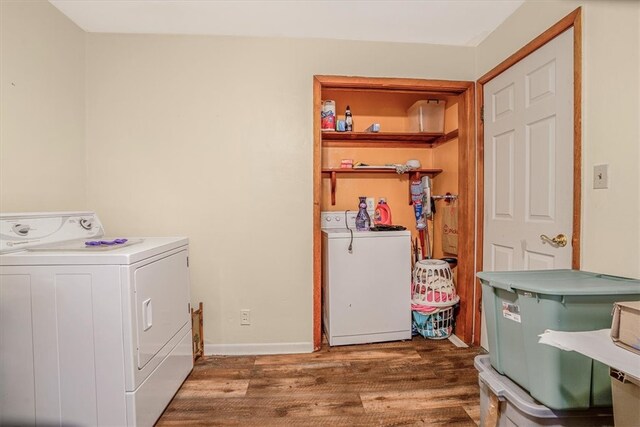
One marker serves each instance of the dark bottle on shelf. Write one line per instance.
(348, 119)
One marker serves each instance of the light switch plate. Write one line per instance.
(600, 176)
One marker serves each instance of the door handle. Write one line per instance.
(147, 314)
(560, 241)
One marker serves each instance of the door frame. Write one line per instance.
(572, 20)
(466, 186)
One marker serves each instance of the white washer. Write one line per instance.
(366, 290)
(89, 335)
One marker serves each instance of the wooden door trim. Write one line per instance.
(466, 185)
(572, 20)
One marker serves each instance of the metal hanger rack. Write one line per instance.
(448, 197)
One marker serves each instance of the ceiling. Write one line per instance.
(453, 22)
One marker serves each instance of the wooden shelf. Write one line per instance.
(386, 139)
(414, 174)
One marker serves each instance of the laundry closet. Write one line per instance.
(388, 107)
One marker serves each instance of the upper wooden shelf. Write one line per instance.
(386, 139)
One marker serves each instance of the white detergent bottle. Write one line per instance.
(382, 215)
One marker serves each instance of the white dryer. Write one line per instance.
(93, 330)
(366, 282)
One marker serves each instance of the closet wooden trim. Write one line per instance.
(317, 197)
(466, 184)
(574, 19)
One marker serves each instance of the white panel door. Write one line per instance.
(528, 161)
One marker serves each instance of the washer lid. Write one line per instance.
(20, 231)
(342, 233)
(125, 255)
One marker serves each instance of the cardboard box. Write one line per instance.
(625, 328)
(427, 116)
(626, 399)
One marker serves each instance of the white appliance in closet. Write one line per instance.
(89, 335)
(366, 279)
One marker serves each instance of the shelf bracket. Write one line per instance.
(413, 176)
(334, 182)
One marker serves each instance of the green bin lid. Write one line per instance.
(560, 282)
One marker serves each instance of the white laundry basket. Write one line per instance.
(432, 286)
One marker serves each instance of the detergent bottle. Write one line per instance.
(382, 215)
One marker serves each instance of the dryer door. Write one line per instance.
(161, 303)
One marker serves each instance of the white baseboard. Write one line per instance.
(457, 341)
(254, 349)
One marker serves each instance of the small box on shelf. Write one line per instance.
(426, 116)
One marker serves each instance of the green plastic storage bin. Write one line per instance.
(521, 305)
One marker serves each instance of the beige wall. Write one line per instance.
(42, 150)
(611, 134)
(212, 138)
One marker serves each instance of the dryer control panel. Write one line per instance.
(21, 231)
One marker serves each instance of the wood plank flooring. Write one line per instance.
(417, 382)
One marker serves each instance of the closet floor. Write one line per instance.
(417, 382)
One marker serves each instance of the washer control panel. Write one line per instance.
(27, 230)
(338, 219)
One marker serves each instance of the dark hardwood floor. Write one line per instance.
(418, 382)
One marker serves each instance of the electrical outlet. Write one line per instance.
(601, 176)
(245, 317)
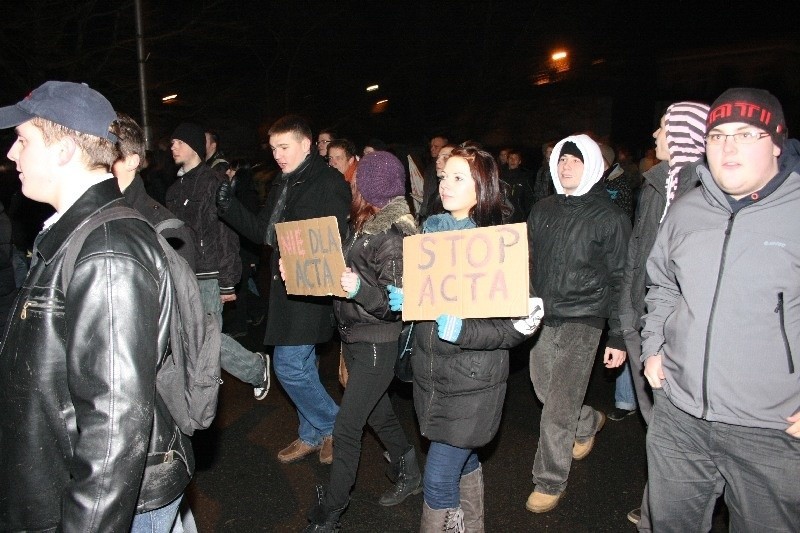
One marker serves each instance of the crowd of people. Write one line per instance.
(681, 275)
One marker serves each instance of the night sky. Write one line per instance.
(237, 64)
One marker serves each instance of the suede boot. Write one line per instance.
(441, 520)
(404, 473)
(471, 490)
(323, 520)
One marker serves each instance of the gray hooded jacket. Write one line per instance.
(724, 302)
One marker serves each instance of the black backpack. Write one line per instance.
(188, 378)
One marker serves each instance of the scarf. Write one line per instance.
(685, 124)
(286, 181)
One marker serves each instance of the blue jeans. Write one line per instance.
(161, 520)
(624, 395)
(443, 470)
(296, 369)
(234, 358)
(691, 461)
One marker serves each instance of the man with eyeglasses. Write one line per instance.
(721, 341)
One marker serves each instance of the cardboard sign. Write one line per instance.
(475, 273)
(311, 252)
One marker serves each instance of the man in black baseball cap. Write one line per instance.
(80, 421)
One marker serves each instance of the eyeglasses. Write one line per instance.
(743, 137)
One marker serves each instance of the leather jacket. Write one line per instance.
(81, 417)
(376, 255)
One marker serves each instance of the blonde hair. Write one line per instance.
(97, 152)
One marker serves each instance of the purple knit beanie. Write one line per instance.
(380, 177)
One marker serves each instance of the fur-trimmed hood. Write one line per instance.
(397, 213)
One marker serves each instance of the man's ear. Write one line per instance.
(66, 149)
(132, 162)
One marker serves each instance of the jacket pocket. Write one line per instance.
(781, 318)
(40, 306)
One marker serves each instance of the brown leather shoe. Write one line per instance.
(582, 449)
(296, 451)
(539, 502)
(326, 451)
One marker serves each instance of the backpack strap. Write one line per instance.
(170, 223)
(75, 243)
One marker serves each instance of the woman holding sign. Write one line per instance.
(379, 219)
(461, 365)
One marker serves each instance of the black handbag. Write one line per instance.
(402, 367)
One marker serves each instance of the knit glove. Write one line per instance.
(528, 325)
(224, 196)
(395, 298)
(449, 327)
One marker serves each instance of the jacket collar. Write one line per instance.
(96, 197)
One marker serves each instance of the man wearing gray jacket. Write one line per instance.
(722, 329)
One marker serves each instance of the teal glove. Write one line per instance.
(395, 298)
(449, 327)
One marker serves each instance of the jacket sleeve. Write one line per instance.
(489, 334)
(617, 237)
(388, 262)
(662, 296)
(113, 309)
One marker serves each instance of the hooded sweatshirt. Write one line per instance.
(723, 302)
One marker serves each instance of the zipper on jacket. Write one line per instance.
(711, 314)
(47, 305)
(781, 317)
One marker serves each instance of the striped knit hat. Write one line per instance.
(685, 125)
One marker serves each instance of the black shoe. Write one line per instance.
(618, 414)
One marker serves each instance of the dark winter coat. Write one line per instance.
(80, 415)
(317, 190)
(376, 255)
(577, 257)
(648, 216)
(192, 198)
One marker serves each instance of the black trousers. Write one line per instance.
(365, 401)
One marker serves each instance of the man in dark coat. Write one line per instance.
(307, 188)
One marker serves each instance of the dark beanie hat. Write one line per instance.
(751, 106)
(570, 148)
(380, 177)
(193, 135)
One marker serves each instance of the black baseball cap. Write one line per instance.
(73, 105)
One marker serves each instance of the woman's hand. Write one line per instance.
(350, 282)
************
Exact copy, pictures removed: set down the whole listing above.

## Finished task
One marker serves each instance of the dark bottle on shelf. Write one line per instance.
(348, 119)
One marker serves each instance of the light switch plate. Write one line per instance.
(600, 176)
One marker serves each instance of the door handle. Write one line per instance.
(147, 314)
(560, 241)
One marker serves each instance of the door frame. Write one line per instance.
(572, 20)
(466, 186)
One marker serves each instance of the white washer. Write one line per instance.
(366, 290)
(89, 335)
One marker serves each instance of the wooden door trim. Write one line per instance.
(466, 185)
(572, 20)
One marker serves each instance of the metal hanger rack. Write one line per instance.
(448, 197)
One marker serves each instance of the ceiling. Write one line per instance.
(453, 22)
One marker serves each instance of the wooden shelf. Write one line per instance.
(386, 139)
(414, 174)
One marker serves each instance of the laundry closet. Write one line per instance.
(388, 107)
One marker serves each instance of the upper wooden shelf. Write one line per instance.
(386, 139)
One marker serves each instance of the white detergent bottle. Write one line per instance.
(382, 215)
One marker serves each instance of the white dryer. Write one line per instance.
(93, 330)
(366, 282)
One marker serves each instance of the closet wooden trim. Write one line per instance.
(317, 197)
(466, 184)
(574, 19)
One marker serves each instance of the white panel door. Write one line per instance.
(528, 161)
One marker serves each instance of the washer lid. Write one line per instance.
(20, 231)
(342, 233)
(125, 255)
One marker serves each instance of the cardboard box. Write one line per instance.
(625, 328)
(427, 116)
(626, 399)
One marker serves each instance of the white appliance in closet. Write one line per instance.
(89, 335)
(366, 279)
One marker serves each instance of the shelf bracket. Write one line per instance.
(413, 176)
(334, 182)
One marker serves each instance of the green bin lid. Write one line per instance.
(560, 282)
One marker serves each instance of the white laundry basket. Write one line per instance.
(432, 286)
One marker serves each instance of the detergent bottle. Write one line per instance.
(382, 215)
One marker serves each instance of the dryer door. Write one line per instance.
(161, 303)
One marker serves each instance of the white baseboard. Write one line per instance.
(457, 341)
(254, 349)
One marker serves each instance of the small box on shelf. Write one line per instance.
(426, 116)
One marker serves each instance of the green plastic storage bin. Write one line per instance.
(521, 305)
One marker serves each instance of the beige wall. Write one line per instance.
(42, 150)
(611, 134)
(212, 138)
One marker serves each instance of the dryer control panel. Write one line per instance.
(21, 231)
One marker serves each instance of the wood plank flooring. Write one line per instance.
(417, 382)
One marker serves each instance of the closet floor. Write one line per instance.
(417, 382)
One marker serves each instance of the washer control panel. Write one line per instance.
(27, 230)
(338, 219)
One marker serves each instance of the dark hardwood floor. Write one line per instance.
(418, 382)
One marker serves each instance of the electrical outlet. Write one line per instance.
(601, 176)
(245, 317)
One marker serves each instance of the crowd of people. Write one line per instance.
(681, 275)
One marker serves each instance of the night sky. Write one line per instance.
(237, 64)
One marker serves each instance of the suede boot. Write one line per instance.
(441, 520)
(404, 473)
(471, 490)
(323, 520)
One marker serves each instance of the gray hooded jacket. Write one line per instance.
(724, 302)
One marker serves each instance of the black backpack. Write one line per instance.
(188, 378)
One marker serves each instance of the scarf. Write one line per instance.
(685, 124)
(286, 181)
One marker serves each instance of the blue jeans. Write one line per instance.
(161, 520)
(624, 395)
(443, 470)
(296, 369)
(234, 358)
(691, 461)
One marker serves each instance of the man with eyeglasses. Write one line per instance.
(721, 341)
One marker serves each instance of the cardboard sign. Write one line per instance.
(475, 273)
(311, 252)
One marker serves each instance of the man in black baseball cap. Write one line per instance.
(80, 421)
One marker serves each instance of the eyeglasses. Write one line per instance.
(743, 137)
One marker serves each instance of the leather jacket. Write one line per instance.
(81, 417)
(376, 255)
One marker serves each instance of the blonde hair. Write one line per instance.
(97, 152)
One marker serves each instance of the purple knit beanie. Write one line per instance.
(380, 177)
One marker serves each instance of the fur-trimmed hood. Write one line per instance.
(397, 213)
One marker serves each instance of the man's ear. Write one line per instance.
(66, 149)
(132, 162)
One marker serves each instance of the jacket pocket. Write one line per instance.
(781, 318)
(40, 306)
One marker serves each instance of the brown leather shoe. Write one line per instance.
(582, 449)
(296, 451)
(539, 502)
(326, 451)
One marker serves each instance of the backpack strap. Write one line per instance.
(170, 223)
(75, 243)
One marker serves each instance of the woman holding sign. Write one line per instance.
(379, 219)
(461, 365)
One marker serves each instance of the black handbag. Write one line per instance.
(402, 367)
One marker serves each instance of the knit glove. Write one line per instance.
(528, 325)
(224, 196)
(395, 298)
(449, 327)
One marker serves each instance of the jacket collar. Write one line per instance.
(96, 197)
One marker serves each instance of the man wearing gray jacket. Write one line per instance.
(722, 329)
One marker serves each instance of the teal glove. Write one line per instance.
(395, 298)
(449, 327)
One marker serves each instance of the jacket sleeve. Write one line per instance.
(489, 334)
(617, 237)
(388, 262)
(662, 296)
(113, 309)
One marker serves each instance of the hooded sweatshirt. Write one line per instance.
(723, 302)
One marker serves each instance of the zipper on jacket. Write one line per instance.
(711, 314)
(47, 305)
(781, 317)
One marker serves each instance of the striped knit hat. Write one line per instance.
(685, 125)
One marker serves each instance of the black shoe. Write one line per instance.
(618, 414)
One marker serves each instance of the dark winter coat. Write one line per instance.
(80, 415)
(317, 190)
(376, 255)
(577, 257)
(648, 216)
(192, 198)
One marker serves each instance of the black trousers. Write one line per instance.
(365, 401)
One marker serves each instance of the man in dark coat. Write one line per instance.
(307, 188)
One marker serves each instance of the dark beanie hat. Write one line per instance.
(751, 106)
(570, 148)
(380, 177)
(193, 135)
One marker serves each instance of the black baseball cap. Write one line per instance.
(73, 105)
One marker serves each instance of the woman's hand. Write one line per instance.
(350, 282)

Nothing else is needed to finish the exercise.